What you have to do: Copy the entries below word for word, every line of every one.

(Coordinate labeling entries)
%%

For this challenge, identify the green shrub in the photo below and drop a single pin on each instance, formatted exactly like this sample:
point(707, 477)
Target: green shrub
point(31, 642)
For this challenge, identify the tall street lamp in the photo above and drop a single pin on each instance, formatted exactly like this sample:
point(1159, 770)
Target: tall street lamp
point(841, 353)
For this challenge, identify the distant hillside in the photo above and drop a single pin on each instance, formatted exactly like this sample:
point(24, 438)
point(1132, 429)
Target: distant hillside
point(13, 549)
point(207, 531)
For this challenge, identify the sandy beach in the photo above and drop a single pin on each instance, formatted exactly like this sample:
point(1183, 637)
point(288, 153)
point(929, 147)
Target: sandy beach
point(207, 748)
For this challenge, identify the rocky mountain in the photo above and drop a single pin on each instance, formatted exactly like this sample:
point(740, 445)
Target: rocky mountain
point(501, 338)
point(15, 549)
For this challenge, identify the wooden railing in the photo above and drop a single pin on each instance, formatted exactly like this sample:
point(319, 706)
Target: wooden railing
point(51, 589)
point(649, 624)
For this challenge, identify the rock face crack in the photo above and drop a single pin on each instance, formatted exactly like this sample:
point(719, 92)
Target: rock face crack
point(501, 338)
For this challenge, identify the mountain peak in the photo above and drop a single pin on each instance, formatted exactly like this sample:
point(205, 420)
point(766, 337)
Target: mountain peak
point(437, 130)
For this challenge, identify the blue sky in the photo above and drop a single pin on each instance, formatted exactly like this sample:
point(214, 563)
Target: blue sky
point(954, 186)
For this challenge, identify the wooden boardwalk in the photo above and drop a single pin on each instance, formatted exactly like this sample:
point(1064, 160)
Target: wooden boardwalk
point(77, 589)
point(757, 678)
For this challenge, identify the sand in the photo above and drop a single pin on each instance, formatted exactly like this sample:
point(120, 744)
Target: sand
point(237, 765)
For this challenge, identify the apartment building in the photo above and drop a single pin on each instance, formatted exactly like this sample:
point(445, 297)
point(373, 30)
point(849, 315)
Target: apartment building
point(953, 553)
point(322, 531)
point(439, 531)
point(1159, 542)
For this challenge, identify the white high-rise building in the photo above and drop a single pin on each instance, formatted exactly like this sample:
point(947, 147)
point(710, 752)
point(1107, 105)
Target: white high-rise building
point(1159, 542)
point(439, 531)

%%

Written response:
For this challenge, identify the green shrub in the photo below and drop a single pin on each instance, formatted exactly like this sample:
point(707, 477)
Target: green shrub
point(31, 642)
For this challenge, identify the tall street lamp in the photo above and drop a single pin on each instance, formatted exactly like this sample:
point(1159, 770)
Target: tall street lamp
point(841, 353)
For this challenge, identify the distant hillside in the photo above and drop a single pin on each instance, formatted exactly like this sample:
point(24, 438)
point(1132, 429)
Target: distant hillside
point(13, 549)
point(207, 531)
For this challenge, identify the sandy beach in the photo above and drop a single pin on each instance, formatted exactly like this sample:
point(1183, 637)
point(288, 153)
point(929, 147)
Target: sandy beach
point(207, 748)
For this challenge, identify the rocky mountain in the photo above and drop a single pin on each instance, formatted exactly like this sample:
point(740, 445)
Target: rocky mountain
point(501, 338)
point(15, 549)
For this challenge, identify the wooden railing in the photo above and drop a single pin on each instance, formatted exactly like this sample:
point(319, 706)
Target: wooden railing
point(51, 589)
point(649, 624)
For this challenge, identify the rock face crack in the photo above and drop a single pin on each instance, formatted exactly like this sample:
point(719, 92)
Target: rock face crack
point(501, 338)
For this challenge, identify the mountain peak in the photo above and drop a single pin on each instance, formatted exactly like this sample:
point(205, 420)
point(766, 337)
Target: mountain peak
point(437, 130)
For this challenge, identify the blue sky in the photo above and drop a single pin on each instance, formatted exactly like this sample:
point(214, 563)
Target: blue sky
point(954, 186)
For this challenge, identify the wooden boardwalk in the photo above and drop a single pin on each instance, formatted exactly like this sample:
point(1064, 160)
Target: wooden boardwalk
point(77, 589)
point(757, 678)
For this challenge, identify the sand in the photo above and drop a single pin on each instance, formatted exactly like this sample:
point(120, 744)
Target: sand
point(237, 765)
For this challenge, identify the apartment building in the photo above and drop a single pin on each instance, formatted exactly like this sample:
point(445, 297)
point(373, 30)
point(849, 315)
Target: apartment building
point(953, 553)
point(322, 531)
point(439, 531)
point(1159, 542)
For this challenge, identify the white high-rise building in the photo above and drop a single pin on each instance, formatted exactly like this sample:
point(947, 147)
point(710, 752)
point(1107, 105)
Target: white high-rise building
point(1159, 542)
point(439, 531)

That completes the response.